**What you are asked to do**: Repeat the passage about Baskın Oran word for word, starting with "Baskın Oran is an" and going on through "Atatürk in 1923.".

**Reading passage**:
╭──

Buskin also wrote for magazines and newspapers Büyük Meclis (The Grand Assembly) Yeni Gündem (New Daily), Ikibin'e doğru (Around 2000), Tempo, Aydınlık (Clarity) from 1985 to the year 2000.

== A committed personality ==
Baskın Oran is "National Liaison Officer" for Turkey to the Commission against Racism and intolerance of the Council of Europe. On 15 December 2008, Baskin Oran with Ahmet İnsel, Ali Bayramoğlu, Cengiz Aktar and more than a thousand Turkish intellectuals introduced the "I Apologize" campaign, thus opposing deliberately organized collective obliviousness in Turkey. This version of history understates the responsibility of the government in the era of deportations and massacres of Armenians.

Baskın Oran is an independent personality who continues to stimulate the conscience in Turkey despite the legal problems and threats. He is one of the representatives of this vanguard of the civil society fighting for Turkey to complete its democratic transformation. He does not hesitate to speak of the"second revolution" in progress, the first being that of the establishment of the republic by Mustafa Kemal Atatürk in 1923.

Baskın Oran was an assistant professor, but twice in 1971 and 1982 he was banned from teaching by the military junta.

╰──

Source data

╭──

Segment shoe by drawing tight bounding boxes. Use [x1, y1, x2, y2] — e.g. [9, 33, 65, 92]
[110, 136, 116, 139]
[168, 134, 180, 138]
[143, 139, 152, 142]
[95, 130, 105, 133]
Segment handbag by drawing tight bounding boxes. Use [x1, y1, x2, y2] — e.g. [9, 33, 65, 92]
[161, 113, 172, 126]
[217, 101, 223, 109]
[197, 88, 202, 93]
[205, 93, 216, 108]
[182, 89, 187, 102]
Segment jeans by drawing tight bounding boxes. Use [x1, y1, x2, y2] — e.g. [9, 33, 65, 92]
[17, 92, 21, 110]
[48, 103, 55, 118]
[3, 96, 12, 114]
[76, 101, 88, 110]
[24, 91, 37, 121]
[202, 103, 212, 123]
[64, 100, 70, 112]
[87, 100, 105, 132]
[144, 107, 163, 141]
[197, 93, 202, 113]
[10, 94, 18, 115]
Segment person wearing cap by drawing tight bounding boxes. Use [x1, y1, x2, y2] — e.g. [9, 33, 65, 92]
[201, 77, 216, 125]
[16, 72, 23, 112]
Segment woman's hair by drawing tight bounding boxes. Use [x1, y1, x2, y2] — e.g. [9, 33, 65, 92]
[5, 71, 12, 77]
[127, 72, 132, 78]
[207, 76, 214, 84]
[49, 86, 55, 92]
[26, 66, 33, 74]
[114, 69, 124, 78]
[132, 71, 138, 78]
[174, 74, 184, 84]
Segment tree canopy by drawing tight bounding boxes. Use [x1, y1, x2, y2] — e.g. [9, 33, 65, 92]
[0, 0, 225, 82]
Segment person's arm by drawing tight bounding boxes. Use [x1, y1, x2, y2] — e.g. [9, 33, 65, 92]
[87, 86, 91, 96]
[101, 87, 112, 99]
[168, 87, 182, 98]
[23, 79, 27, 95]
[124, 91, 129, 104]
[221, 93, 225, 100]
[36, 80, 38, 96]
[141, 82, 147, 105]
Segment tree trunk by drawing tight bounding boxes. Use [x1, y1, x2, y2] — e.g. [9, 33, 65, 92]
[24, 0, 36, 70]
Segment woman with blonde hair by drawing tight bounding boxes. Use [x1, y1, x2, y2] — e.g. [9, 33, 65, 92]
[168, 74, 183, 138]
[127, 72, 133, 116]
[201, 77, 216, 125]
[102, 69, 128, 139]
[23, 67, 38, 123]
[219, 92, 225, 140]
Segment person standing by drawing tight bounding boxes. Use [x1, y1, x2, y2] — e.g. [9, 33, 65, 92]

╰──

**Task answer**:
Baskın Oran is an independent personality who continues to stimulate the conscience in Turkey despite the legal problems and threats. He is one of the representatives of this vanguard of the civil society fighting for Turkey to complete its democratic transformation. He does not hesitate to speak of the"second revolution" in progress, the first being that of the establishment of the republic by Mustafa Kemal Atatürk in 1923.